_BRANO DI PARTENZA_
Mastrogiurato dal 1561 al 1567 fu molto amato dai vastesi: quando fu eletto per la seconda volta, “i cittadini gli fecero, onore particolarissimo, poiché egli dalla sua casa alla Sala del Consiglio, e di ritorno a quella, fu corteggiato da scampanio e da sparo, mentre sventolavano dalle finestre gli arazzi”.
di Lino Spadaccini
di Lino Spadaccini
Una
delle strade del centro storico, quella che da via Giulia collega largo De
Litiis, parallela a via Vittorio Veneto, è denominata via Canaccio, in memoria
del giurista e letterato vastese Giuseppe Antonio Canaccio (o Canacci), nato a
Vasto nel 1509.
Dopo
i primi studi compiuti nella città natale, il Canacci si trasferì a Padova dove
intraprese gli studi giuridici
fino al conseguimento della laurea. Oltre che valente
nella sua professione, si dilettò in lettere e storia e
scrisse anche memorie di storia vastese, purtroppo non arrivate a noi, ma di
cui si servì Nicola Alfonso Viti per le sue Memorie
Storiche.

_OBIETTIVO DICHIARATO 1_
Elenchi tutte le vie e i larghi nominati nel brano su Giuseppe Antonio Canaccio.
_OBIETTIVO DICHIARATO 2_
Nel brano su Giuseppe Antonio Canaccio, in quale città egli compì gli studi giuridici?
_OBIETTIVO DICHIARATO 3_
Prosegua il brano su Giuseppe Antonio Canaccio dopo la sua ultima frase.

_ESTRATTI DEL DATASET_

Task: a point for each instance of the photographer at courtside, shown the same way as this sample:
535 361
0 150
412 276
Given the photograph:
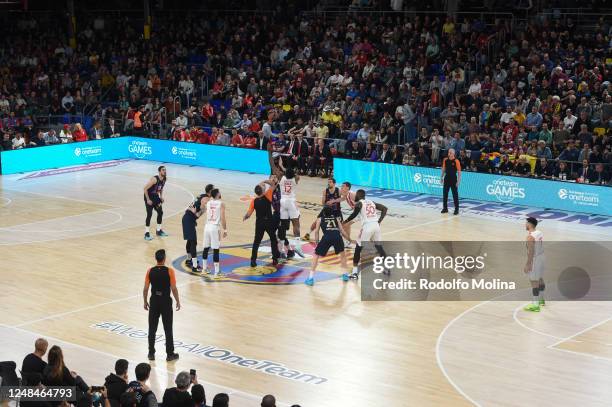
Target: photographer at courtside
162 281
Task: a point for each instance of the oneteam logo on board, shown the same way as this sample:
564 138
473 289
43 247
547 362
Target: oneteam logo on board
183 152
140 149
505 190
579 197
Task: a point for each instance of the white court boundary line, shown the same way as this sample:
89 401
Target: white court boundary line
90 202
588 328
15 228
89 307
518 321
231 390
551 346
439 358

_RISPOSTA ALL'ESERCIZIO 1_
via Giulia, largo De Litiis, via Vittorio Veneto, via Canaccio

_RISPOSTA ALL'ESERCIZIO 2_
A Padova.

_RISPOSTA ALL'ESERCIZIO 3_
Le
poesie giovanili, scritte durante il periodo padovano, vennero riunite in un
volumetto manoscritto di 166 pagine, donato dallo storico Benedetto Maria Betti
alla famiglia Tiberi. Il Betti così giudicò i versi del letterato vastese: “castigato nel gusto; ma non è vivo ne’ pensieri,
e manca un po’ nell’armonia. Le sue sestine però son buone, e parmi che sieno
la miglior cosa di lui in fatto di Poesia”.
Sicuramente
il Canaccio diede alle stampe sei sonetti, come riferisce Girolamo Ruscelli nel
suo Rimario (1559): “Ed io ho sei bellissimi Sonetti così che
l’un segue l’altro, fatti nuovamente dal Dottor Giuseppe Antonio Canaceo in
lode della divina Signora Donna Giovanna d’Aragona”.
Il
Pacichelli lo definì “uomo erudito”,
Giovanni Palma nel suo Compendio storico
del Vasto, di lui scrisse “uomo
sommamente dilettante di belle lettere”, e lo stesso Ruscelli lo chiamò “Gentiluomo” e anche “Giovine di bellissime Lettere, e di molto
raro ingegno”.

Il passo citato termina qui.